- Directed by: Rajesh Bhatt
- Screenplay by: Mehmood Ali
- Story by: Mehmood Ali
- Produced by: Vibha Ragani
- Starring: Rakesh Bapat Richa Pallod
- Edited by: Sanjay Sankla
- Music by: Nikhil-Vinay
- Production company: Inspired Movies
- Release date: 13 August 2004;
- Country: India
- Language: Hindi

= Kaun Hai Jo Sapno Mein Aaya =

Kaun Hai Jo Sapno Mein Aaya (transl. Who Is The One Who Comes in My Dreams) is a 2004 Indian Hindi-language romantic movie directed by Rajesh Bhatt and produced by Vibha Ragani. It stars Rakesh Bapat and Richa Pallod.

==Plot==
Kuldeep Khanna, who lives in London, agrees to look after Mahek, the niece of his friend Dr. Verma, while she comes to London for a month-long stay. She begins to teach the household members about Indian traditions and helps reform the household. Meanwhile, Khanna's son, Sunny, falls in love with her and proposes that they get married. She turns his request down, saying that she is seeing someone else. Soon Mahek becomes unpopular with the Khannas. Finally, Sunny discovers the truth behind her rejection: she suffers from an incurable disease and does not want to create trouble for Sunny and his family.

== Production ==
Part of the film was shot in Switzerland and Cardiff.

==Music==
The music were composed by Nikhil-Vinay. Sameer wrote the lyrics.

(About this task)
Pick up the article on the film Kaun Hai Jo Sapno Mein Aaya after its last sentence and continue it.

(Source data)
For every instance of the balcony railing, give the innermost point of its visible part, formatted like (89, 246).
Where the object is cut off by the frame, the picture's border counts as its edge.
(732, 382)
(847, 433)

(Result for this task)
| # | Title | Singer(s) |
|---|---|---|
| 1 | "Kaun Hai Jo Sapno Mein Aaya" | Udit Narayan, Anuradha Paudwal |
| 2 | "Mera Sona Sajan" | Udit Narayan, Sneha Pant |
| 3 | "Tere Chehre Pe Marta Hoon" | Kumar Sanu, Anuradha Paudwal |
| 4 | "Agar Dil Kahe" | Sonu Nigam, Shreya Ghoshal |
| 5 | "Sabke Chehron Mein" | Udit Narayan |
| 6 | "Bheegti Aankhon Se" | Sonu Nigam, Anuradha Paudwal |
| 7 | "Hare Hare Rama" | Javed Ali, Nisha |
| 8 | "Dupatta Sarak Raha Hai" | Udit Narayan, Alka Yagnik |

==Reception==
Taran Adarsh of IndiaFM gave the film one out of five, writing, ″Rakesh Bapat plays the lover-boy part with ease. He seems to be improving with every film. Richa Pallod is a revelation and carries the film on her shoulders. Even she seems to have improved considerably vis-?is her previous works. Amongst character actors, Kader Khan is alright. Anupam Kher is outstanding. Usha Bachani gets no scope. Ditto for Navneet Nishan. Vinita Malik hams throughout. The remaining cast [family members] are non-actors. On the whole, KAUN HAI JO SAPNO MEIN AAYA is a DULL AFFAIR.